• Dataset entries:
▬▬▬
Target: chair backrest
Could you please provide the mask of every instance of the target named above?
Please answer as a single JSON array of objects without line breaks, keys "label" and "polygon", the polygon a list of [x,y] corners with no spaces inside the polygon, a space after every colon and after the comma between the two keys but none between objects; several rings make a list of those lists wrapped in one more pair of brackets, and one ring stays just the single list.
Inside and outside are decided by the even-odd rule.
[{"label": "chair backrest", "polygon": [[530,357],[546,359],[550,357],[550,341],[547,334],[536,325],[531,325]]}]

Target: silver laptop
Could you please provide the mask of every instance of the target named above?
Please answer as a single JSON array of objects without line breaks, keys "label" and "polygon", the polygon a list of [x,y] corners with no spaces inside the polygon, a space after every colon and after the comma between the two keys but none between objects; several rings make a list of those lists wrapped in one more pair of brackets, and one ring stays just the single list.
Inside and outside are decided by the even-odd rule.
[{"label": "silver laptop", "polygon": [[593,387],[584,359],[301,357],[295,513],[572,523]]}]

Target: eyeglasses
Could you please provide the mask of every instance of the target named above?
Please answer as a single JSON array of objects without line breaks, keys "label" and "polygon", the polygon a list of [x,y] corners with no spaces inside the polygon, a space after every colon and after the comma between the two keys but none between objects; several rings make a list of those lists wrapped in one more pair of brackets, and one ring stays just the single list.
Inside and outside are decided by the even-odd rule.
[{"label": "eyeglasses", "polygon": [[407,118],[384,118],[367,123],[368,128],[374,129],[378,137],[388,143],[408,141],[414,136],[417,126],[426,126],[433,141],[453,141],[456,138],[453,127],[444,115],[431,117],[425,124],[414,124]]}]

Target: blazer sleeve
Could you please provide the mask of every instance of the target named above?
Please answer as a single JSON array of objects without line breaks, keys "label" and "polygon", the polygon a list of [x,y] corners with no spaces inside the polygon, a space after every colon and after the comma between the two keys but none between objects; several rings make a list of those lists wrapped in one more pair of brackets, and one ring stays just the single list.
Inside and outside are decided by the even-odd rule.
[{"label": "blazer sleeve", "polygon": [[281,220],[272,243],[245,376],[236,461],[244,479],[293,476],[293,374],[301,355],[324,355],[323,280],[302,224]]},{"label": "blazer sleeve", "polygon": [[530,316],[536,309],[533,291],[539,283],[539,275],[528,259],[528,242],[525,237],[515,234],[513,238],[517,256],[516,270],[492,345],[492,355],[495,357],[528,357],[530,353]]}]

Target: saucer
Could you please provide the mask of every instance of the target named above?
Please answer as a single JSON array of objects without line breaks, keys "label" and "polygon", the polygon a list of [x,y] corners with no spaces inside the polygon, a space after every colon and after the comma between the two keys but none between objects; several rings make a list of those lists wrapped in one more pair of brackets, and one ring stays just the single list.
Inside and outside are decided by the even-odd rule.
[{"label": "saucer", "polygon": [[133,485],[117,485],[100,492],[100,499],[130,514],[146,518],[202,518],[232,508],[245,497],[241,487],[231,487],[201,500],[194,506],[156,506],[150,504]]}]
▬▬▬
• Task goal: Retype all the records, matching them exactly.

• Written answer:
Target: chair backrest
Could you please provide the mask of every instance of the target named above?
Please answer as a single JSON array of objects without line breaks, keys "label" and "polygon", the polygon a list of [x,y] corners with no spaces inside the polygon, a space after every colon and after the comma between the two keys but none between objects; several rings make a list of those lists wrapped in one more pair of brackets, and one ring stays just the single list.
Inside and outside are decided by the even-odd rule.
[{"label": "chair backrest", "polygon": [[530,357],[546,359],[550,357],[550,341],[547,334],[536,325],[531,325]]}]

Target: silver laptop
Could you please provide the mask of every instance of the target named above?
Please answer as a single JSON array of objects without line breaks, keys "label" and "polygon", the polygon a list of [x,y] corners with no spaces inside the polygon, a space after every colon and after the comma between the two keys but none between objects; several rings make a list of those lists wrapped in one more pair of brackets, and one ring stays just the single list.
Inside and outside are decided by the even-odd rule.
[{"label": "silver laptop", "polygon": [[593,387],[584,359],[301,357],[295,513],[572,523]]}]

Target: eyeglasses
Could you please provide the mask of every instance of the target named above?
Please answer as a single JSON array of objects without line breaks, keys "label" and "polygon", the polygon a list of [x,y] corners with no spaces inside the polygon, a space after every colon and after the comma between the two keys but none between objects; several rings make a list of those lists wrapped in one more pair of brackets, and one ring stays just the single list.
Inside and outside are decided by the even-odd rule.
[{"label": "eyeglasses", "polygon": [[407,118],[384,118],[367,123],[368,128],[374,129],[378,137],[388,143],[408,141],[414,136],[417,126],[426,126],[433,141],[453,141],[456,138],[453,127],[444,115],[431,117],[425,124],[414,124]]}]

Target: blazer sleeve
Could you please provide the mask of every instance of the target named above?
Please answer as a single JSON array of objects without line breaks, keys "label" and "polygon", the polygon a list of [x,y] corners with no spaces inside the polygon, a space after every colon and after the comma between the two keys but none between objects; several rings make a list of those lists wrapped in one more pair of brackets, and one ring stays just the single list.
Inside and outside are decided by the even-odd rule.
[{"label": "blazer sleeve", "polygon": [[281,220],[272,243],[245,376],[236,461],[244,479],[293,476],[293,374],[301,355],[324,355],[323,280],[302,224]]},{"label": "blazer sleeve", "polygon": [[530,316],[536,309],[533,291],[539,283],[539,275],[528,259],[528,242],[525,237],[515,234],[513,238],[517,256],[516,270],[492,345],[492,355],[495,357],[528,357],[530,353]]}]

Target: saucer
Could you please provide the mask of every instance of the target named above?
Please answer as a single JSON array of objects without line breaks, keys "label" and "polygon", the polygon a list of [x,y] corners with no spaces inside the polygon, a space after every colon and after the comma between the two keys but none between objects; several rings make a list of those lists wrapped in one more pair of brackets, and one ring stays just the single list.
Inside and outside are decided by the even-odd rule.
[{"label": "saucer", "polygon": [[133,485],[117,485],[100,492],[100,499],[130,514],[146,518],[202,518],[232,508],[245,497],[241,487],[231,487],[201,500],[194,506],[156,506],[150,504]]}]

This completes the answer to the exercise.